Philippe Eullaffroy (born January 9, 1964) is a French football manager and former footballer who played as a forward. He is currently the performance manager for Quebec Soccer.

Playing career 
Eullaffroy played professional football with Troyes AC from 1982–1991. He was selected to the team of the century by the fans and set a record after scoring the fastest goal in club history.

Managerial career

College level 
Eullaffroy began his managerial career in his native France with the Stade de Reims and Troyes AC youth academies. In 2005, he moved abroad to Canada where he began to manage the McGill Redmen, where he coached the team for three years. During his tenure with McGill, he was named the Coach of the Year for all three seasons.

Canadian Soccer League 
In 2009, he was appointed head coach for Trois-Rivières Attak in the Canadian Soccer League. In his first season with the Attak, he led the club to their second National Division title. In the postseason the club reached the CSL Championship finals match where the Attak won in penalties against International Division champions the Serbian White Eagles. For his achievements with the Attak in his debut season he was awarded the CSL Coach of the Year award. The following year Trois-Rivières ceased operations due to the ended cooperation as the farm team for the Montreal Impact, in which the ownership waived their players rights and opened their territory for the benefit of the Montreal Impact Academy.

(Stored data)
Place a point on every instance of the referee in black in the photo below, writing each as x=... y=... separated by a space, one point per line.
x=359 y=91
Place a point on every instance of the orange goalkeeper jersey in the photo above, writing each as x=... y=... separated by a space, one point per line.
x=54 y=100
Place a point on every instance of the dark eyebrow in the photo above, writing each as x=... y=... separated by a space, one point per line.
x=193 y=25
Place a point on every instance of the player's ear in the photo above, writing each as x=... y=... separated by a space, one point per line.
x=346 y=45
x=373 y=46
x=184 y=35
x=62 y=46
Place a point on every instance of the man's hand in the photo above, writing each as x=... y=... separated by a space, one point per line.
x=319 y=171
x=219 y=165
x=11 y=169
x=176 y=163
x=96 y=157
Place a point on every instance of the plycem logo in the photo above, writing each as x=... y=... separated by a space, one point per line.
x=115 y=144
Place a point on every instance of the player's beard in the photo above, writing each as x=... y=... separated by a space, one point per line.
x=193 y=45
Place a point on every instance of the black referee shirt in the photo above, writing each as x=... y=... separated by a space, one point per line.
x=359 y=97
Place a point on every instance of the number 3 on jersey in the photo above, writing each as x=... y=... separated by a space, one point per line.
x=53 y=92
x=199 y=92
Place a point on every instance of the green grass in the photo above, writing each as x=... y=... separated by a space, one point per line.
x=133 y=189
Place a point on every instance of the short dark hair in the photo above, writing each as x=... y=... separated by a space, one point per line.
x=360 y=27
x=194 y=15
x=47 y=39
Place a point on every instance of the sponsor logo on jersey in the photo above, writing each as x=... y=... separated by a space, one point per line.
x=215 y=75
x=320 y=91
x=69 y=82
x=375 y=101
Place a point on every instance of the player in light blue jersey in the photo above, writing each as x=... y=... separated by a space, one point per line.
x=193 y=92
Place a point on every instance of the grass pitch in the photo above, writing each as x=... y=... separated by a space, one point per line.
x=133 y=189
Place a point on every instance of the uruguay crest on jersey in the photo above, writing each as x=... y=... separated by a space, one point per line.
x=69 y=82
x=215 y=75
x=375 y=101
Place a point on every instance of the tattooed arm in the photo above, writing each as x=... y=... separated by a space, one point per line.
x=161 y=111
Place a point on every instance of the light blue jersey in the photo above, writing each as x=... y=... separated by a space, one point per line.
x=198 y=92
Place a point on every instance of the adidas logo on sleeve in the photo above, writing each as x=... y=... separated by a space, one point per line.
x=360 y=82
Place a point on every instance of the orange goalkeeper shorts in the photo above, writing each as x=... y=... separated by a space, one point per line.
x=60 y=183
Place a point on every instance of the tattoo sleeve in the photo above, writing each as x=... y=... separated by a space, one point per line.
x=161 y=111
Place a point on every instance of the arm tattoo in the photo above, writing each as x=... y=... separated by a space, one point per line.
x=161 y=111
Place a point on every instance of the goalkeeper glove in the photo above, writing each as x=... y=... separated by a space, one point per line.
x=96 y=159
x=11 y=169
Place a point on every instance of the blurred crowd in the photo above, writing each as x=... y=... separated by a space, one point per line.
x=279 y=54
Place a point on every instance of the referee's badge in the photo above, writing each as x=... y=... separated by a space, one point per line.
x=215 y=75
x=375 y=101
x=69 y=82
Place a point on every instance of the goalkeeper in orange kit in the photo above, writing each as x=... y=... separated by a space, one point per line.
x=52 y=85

▶ **Required tasks**:
[a] Decide whether each statement agrees with the profile of Philippe Eullaffroy above, answering yes or no and quoting the words of the profile that settle it.
(i) Eullaffroy played professional football with Troyes AC from 1982 to 1991.
(ii) Eullaffroy coached the McGill Redmen for five years.
(iii) In the CSL Championship final, the Attak beat the Serbian White Eagles in regular time.
[b] Switch "forward" to "midfielder" in the profile of Philippe Eullaffroy, and write out the part that opens with the words "Philippe Eullaffroy (born" and closes with "in club history.".

▶ **Answer list**:
[a]
(i) Yes: "Eullaffroy played professional football with Troyes AC from 1982–1991."
(ii) No: "he coached the team for three years."
(iii) No: "the Attak won in penalties against International Division champions the Serbian White Eagles."

[b]
Philippe Eullaffroy (born January 9, 1964) is a French football manager and former footballer who played as a midfielder. He is currently the performance manager for Quebec Soccer.

Playing career 
Eullaffroy played professional football with Troyes AC from 1982–1991. He was selected to the team of the century by the fans and set a record after scoring the fastest goal in club history.